= Exercise description =
Exact copy, no pictures: reproduce every record below as it stands.

= Data records =
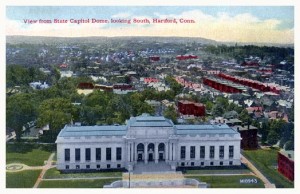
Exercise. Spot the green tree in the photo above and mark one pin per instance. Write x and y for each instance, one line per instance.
(272, 137)
(20, 110)
(289, 145)
(56, 113)
(171, 113)
(244, 116)
(264, 130)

= Task result =
Exercise. Spot the green tree in the photo above and mark one pin per instance. Write x and y for each instance, one line per instance.
(272, 137)
(20, 110)
(289, 145)
(56, 113)
(171, 113)
(244, 116)
(264, 130)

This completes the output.